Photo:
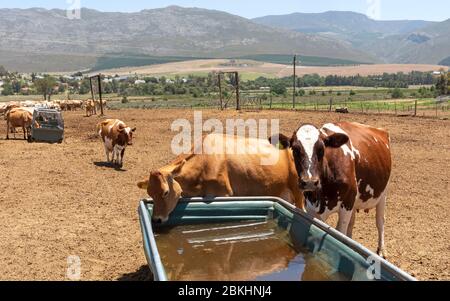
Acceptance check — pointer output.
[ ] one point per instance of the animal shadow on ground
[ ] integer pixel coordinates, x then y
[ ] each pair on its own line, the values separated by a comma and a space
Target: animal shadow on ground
143, 274
109, 165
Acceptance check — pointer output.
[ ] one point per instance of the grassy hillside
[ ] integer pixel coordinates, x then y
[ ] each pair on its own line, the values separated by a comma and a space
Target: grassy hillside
114, 61
304, 60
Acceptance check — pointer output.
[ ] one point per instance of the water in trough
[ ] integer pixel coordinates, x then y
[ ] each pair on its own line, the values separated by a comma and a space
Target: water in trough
238, 251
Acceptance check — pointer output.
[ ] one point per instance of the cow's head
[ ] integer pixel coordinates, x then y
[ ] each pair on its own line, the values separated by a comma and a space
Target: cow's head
309, 145
126, 135
164, 190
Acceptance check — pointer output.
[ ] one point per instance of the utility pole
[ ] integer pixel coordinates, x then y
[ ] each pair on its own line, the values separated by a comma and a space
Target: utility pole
219, 76
100, 93
238, 100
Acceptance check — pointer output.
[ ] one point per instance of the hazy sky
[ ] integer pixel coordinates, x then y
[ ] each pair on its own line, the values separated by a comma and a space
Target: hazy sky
433, 10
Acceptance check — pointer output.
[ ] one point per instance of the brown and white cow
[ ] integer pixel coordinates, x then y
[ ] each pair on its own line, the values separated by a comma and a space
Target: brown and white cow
343, 168
217, 173
18, 117
116, 136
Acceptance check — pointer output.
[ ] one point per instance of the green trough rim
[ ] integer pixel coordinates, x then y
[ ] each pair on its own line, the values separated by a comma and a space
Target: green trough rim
157, 267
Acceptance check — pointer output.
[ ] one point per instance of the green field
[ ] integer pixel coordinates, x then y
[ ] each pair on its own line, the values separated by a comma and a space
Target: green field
304, 60
119, 60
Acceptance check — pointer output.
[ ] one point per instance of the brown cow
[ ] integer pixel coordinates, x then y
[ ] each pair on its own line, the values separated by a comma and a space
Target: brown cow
90, 107
19, 117
116, 136
217, 173
343, 168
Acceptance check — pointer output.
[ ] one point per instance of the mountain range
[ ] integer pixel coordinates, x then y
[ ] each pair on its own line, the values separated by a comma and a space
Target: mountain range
404, 41
37, 39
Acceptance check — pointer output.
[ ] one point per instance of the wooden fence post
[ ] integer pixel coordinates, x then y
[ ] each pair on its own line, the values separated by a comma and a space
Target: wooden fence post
415, 108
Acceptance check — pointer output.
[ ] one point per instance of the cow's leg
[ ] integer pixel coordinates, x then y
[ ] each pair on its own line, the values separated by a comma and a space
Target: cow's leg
351, 225
345, 217
107, 154
122, 154
380, 217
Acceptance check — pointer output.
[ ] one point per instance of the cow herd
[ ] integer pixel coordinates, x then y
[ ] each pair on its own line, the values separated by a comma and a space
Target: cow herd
339, 168
19, 114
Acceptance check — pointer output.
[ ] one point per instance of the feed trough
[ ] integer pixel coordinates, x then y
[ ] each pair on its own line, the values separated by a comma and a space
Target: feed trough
254, 239
47, 126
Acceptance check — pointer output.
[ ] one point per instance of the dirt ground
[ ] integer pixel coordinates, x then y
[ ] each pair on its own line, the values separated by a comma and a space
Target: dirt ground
59, 200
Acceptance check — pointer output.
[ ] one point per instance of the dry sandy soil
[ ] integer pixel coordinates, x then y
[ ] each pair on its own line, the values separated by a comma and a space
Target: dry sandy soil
277, 70
58, 200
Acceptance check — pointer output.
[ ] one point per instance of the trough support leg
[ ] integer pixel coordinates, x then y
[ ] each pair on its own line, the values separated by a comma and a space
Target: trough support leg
345, 217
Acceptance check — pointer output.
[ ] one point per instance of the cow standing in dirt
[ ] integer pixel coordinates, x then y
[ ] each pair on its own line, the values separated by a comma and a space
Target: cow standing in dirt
212, 171
343, 168
116, 136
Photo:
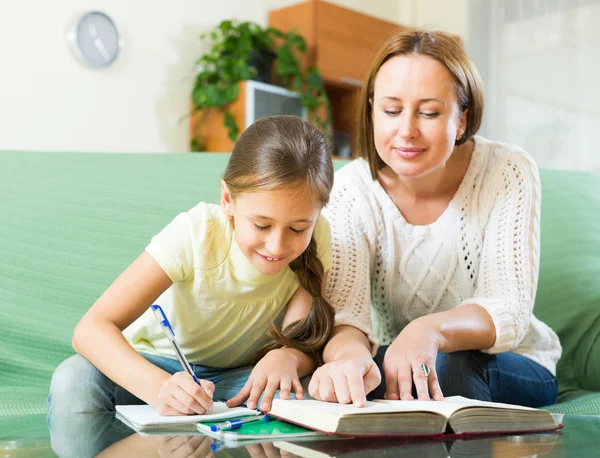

▶ Aufgabendetails: Tragen Sie aus den Einträgen alle Zeilen zusammen, in denen die Zeichenfolge „range“ vorkommt.

▶ Schriftliche Lösung:
[ ] one point per instance of the mountain range
Target: mountain range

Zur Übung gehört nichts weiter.